### DIRECTIONS FOR THIS TASK
Show all lines of the entries in which the word "hillside" is found.

Image-grounded pointing data:
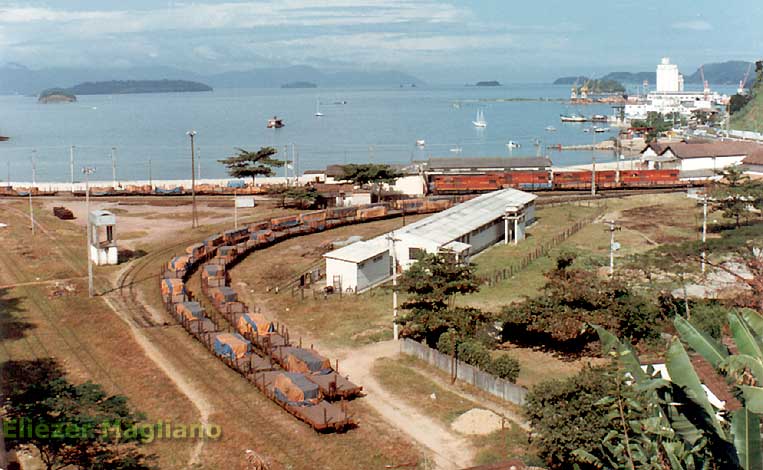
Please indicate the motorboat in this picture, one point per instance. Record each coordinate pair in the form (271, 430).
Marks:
(572, 118)
(275, 123)
(480, 119)
(318, 112)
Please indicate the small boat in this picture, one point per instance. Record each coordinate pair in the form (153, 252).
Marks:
(512, 145)
(572, 118)
(275, 123)
(318, 112)
(480, 120)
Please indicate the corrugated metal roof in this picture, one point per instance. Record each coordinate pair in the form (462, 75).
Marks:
(441, 228)
(487, 162)
(360, 251)
(466, 217)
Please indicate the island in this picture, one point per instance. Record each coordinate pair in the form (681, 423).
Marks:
(299, 85)
(56, 95)
(121, 87)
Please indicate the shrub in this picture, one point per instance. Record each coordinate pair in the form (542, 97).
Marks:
(505, 367)
(474, 353)
(446, 341)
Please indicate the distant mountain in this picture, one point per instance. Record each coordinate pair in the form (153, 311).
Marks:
(15, 78)
(56, 95)
(121, 87)
(299, 85)
(570, 80)
(723, 73)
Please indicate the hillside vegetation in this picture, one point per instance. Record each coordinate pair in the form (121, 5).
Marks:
(750, 117)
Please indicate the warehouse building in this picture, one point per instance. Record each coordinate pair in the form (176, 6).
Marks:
(463, 230)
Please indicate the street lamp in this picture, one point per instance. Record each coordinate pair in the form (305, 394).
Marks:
(87, 171)
(194, 221)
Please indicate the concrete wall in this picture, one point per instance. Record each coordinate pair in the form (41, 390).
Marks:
(710, 163)
(374, 270)
(482, 380)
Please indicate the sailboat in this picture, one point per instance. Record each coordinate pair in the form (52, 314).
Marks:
(480, 120)
(318, 112)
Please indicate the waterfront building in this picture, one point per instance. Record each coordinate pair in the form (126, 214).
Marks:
(463, 231)
(670, 97)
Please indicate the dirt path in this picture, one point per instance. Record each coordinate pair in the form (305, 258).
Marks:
(194, 395)
(450, 450)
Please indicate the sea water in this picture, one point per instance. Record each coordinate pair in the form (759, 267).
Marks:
(379, 125)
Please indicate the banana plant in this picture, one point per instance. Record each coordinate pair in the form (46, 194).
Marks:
(696, 436)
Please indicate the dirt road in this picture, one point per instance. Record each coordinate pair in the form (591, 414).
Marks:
(450, 451)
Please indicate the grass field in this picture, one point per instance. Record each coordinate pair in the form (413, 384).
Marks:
(92, 343)
(401, 377)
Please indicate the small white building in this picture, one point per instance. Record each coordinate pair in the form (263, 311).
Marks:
(103, 243)
(464, 230)
(691, 157)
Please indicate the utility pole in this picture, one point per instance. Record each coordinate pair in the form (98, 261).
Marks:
(31, 190)
(31, 210)
(593, 163)
(704, 232)
(612, 245)
(114, 167)
(194, 221)
(395, 330)
(34, 168)
(235, 209)
(87, 171)
(71, 166)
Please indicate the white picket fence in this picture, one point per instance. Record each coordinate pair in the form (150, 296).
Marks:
(470, 374)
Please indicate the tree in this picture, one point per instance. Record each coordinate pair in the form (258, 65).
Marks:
(300, 196)
(369, 173)
(657, 123)
(433, 283)
(246, 164)
(735, 193)
(572, 298)
(76, 425)
(565, 417)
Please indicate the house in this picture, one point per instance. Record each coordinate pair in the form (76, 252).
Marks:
(692, 157)
(753, 163)
(463, 231)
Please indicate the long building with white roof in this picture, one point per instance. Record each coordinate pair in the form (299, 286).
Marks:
(465, 230)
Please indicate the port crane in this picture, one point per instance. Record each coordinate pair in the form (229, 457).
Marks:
(743, 82)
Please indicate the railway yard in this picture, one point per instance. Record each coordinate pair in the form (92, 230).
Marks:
(204, 326)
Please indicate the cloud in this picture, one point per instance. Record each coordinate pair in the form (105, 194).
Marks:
(693, 25)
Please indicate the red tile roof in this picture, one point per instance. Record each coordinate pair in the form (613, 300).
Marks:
(684, 150)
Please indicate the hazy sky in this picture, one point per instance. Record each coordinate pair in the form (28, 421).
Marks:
(449, 41)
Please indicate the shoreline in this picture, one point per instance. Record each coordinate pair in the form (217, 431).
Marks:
(626, 164)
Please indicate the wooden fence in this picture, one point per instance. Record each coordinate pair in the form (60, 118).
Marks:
(489, 383)
(508, 272)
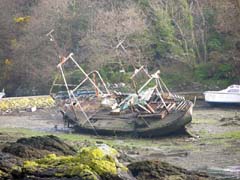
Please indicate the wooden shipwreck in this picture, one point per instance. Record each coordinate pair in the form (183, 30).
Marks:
(149, 112)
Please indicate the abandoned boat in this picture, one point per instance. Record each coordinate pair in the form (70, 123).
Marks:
(228, 96)
(149, 112)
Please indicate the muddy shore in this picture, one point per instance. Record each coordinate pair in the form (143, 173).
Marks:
(213, 147)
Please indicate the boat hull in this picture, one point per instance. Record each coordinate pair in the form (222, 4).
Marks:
(138, 127)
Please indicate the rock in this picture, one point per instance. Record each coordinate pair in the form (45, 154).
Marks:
(157, 170)
(90, 163)
(10, 166)
(39, 146)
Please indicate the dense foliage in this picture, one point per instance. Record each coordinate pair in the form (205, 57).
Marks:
(113, 36)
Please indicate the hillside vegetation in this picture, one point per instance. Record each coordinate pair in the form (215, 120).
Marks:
(195, 43)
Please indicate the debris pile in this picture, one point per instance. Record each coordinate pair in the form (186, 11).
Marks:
(25, 103)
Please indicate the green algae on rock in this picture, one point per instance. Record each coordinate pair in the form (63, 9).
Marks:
(89, 163)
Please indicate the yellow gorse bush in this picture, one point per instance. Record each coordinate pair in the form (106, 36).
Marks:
(21, 103)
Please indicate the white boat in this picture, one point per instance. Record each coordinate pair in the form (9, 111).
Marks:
(230, 95)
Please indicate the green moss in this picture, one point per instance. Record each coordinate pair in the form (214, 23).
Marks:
(3, 174)
(89, 162)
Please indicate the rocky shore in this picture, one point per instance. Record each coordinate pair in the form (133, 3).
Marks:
(48, 157)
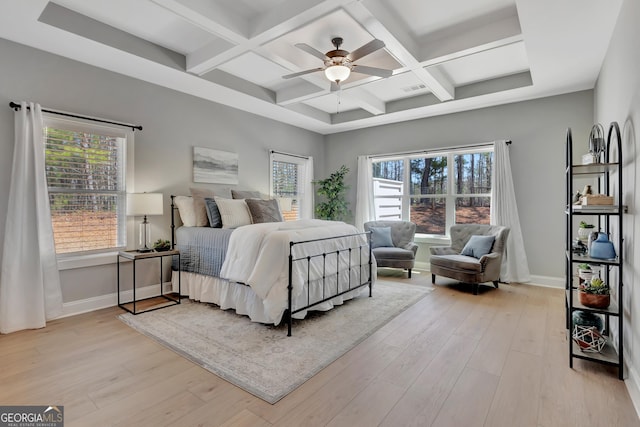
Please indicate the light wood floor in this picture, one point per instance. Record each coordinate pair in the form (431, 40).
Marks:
(453, 359)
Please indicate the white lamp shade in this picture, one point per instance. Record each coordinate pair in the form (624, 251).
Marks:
(337, 73)
(286, 203)
(139, 204)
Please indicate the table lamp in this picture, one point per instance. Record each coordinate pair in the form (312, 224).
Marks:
(143, 204)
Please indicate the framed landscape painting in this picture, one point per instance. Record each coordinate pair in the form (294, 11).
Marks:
(215, 166)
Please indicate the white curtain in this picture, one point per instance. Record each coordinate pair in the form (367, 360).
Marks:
(504, 211)
(308, 205)
(365, 209)
(29, 280)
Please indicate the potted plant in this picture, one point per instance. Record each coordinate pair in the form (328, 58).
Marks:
(584, 273)
(584, 229)
(594, 293)
(162, 245)
(333, 189)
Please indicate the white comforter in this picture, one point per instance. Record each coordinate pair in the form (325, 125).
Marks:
(258, 256)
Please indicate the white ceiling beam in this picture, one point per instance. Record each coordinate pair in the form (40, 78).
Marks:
(376, 19)
(367, 101)
(302, 91)
(290, 15)
(279, 21)
(472, 50)
(210, 17)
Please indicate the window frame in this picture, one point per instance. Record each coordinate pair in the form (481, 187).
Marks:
(107, 255)
(302, 162)
(450, 196)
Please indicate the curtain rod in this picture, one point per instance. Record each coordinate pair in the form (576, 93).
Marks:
(289, 154)
(438, 150)
(17, 107)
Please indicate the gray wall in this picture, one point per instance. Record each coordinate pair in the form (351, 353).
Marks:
(537, 129)
(617, 96)
(173, 123)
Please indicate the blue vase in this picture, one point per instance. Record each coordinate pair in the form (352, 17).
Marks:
(602, 248)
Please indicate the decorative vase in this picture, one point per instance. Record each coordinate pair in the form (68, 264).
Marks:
(587, 319)
(594, 300)
(584, 276)
(602, 248)
(583, 233)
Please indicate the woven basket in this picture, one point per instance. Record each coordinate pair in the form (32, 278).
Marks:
(593, 300)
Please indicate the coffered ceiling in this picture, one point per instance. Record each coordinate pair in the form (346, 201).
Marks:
(446, 55)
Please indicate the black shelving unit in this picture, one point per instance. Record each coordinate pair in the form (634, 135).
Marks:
(607, 216)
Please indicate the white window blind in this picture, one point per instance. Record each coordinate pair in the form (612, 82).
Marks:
(290, 183)
(85, 169)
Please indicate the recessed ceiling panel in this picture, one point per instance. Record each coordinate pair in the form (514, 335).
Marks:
(256, 69)
(396, 87)
(318, 34)
(249, 9)
(489, 64)
(333, 103)
(146, 20)
(428, 16)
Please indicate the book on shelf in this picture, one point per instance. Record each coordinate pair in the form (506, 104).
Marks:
(601, 208)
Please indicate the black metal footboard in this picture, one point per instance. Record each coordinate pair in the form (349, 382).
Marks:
(355, 260)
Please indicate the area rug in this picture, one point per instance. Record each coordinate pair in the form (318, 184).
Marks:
(260, 358)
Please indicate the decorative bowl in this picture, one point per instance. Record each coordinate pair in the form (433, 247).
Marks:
(594, 300)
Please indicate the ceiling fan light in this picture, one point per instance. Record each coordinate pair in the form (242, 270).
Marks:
(337, 73)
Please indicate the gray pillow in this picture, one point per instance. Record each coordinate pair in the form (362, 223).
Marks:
(264, 210)
(478, 246)
(199, 194)
(381, 237)
(236, 194)
(213, 213)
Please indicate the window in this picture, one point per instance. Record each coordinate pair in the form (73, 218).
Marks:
(86, 171)
(291, 184)
(436, 190)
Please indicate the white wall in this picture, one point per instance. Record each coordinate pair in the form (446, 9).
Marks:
(617, 98)
(537, 129)
(173, 123)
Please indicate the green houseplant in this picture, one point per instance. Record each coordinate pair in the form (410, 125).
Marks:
(334, 205)
(584, 229)
(594, 293)
(162, 245)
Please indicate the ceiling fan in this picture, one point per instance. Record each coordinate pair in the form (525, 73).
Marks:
(338, 63)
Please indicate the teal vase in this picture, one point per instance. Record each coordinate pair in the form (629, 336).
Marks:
(602, 248)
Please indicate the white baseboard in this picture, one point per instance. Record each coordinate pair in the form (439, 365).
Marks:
(110, 300)
(632, 382)
(547, 281)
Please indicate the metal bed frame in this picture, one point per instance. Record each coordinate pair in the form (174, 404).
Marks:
(326, 296)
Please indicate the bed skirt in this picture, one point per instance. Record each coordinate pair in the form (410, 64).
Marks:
(242, 299)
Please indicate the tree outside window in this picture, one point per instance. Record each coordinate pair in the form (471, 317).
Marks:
(418, 189)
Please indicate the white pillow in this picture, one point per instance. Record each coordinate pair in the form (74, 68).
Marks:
(234, 212)
(187, 210)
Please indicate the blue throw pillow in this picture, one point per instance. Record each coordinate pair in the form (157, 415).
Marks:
(478, 246)
(213, 213)
(381, 237)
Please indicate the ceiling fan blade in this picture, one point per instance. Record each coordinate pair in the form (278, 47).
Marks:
(311, 51)
(301, 73)
(372, 71)
(365, 50)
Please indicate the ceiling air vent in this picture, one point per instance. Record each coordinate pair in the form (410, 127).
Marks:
(414, 88)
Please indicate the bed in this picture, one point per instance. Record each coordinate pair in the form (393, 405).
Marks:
(273, 271)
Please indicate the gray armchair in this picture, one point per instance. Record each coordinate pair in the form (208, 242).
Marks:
(448, 261)
(403, 252)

### ANSWER FOR THIS EXERCISE
Please indicate the hillside vegetation in this picture, one point per instance. Record each coordinate pair in the form (121, 5).
Please indicate the hillside vegetation in this picture, one point per instance. Record each coordinate pair in the form (215, 120).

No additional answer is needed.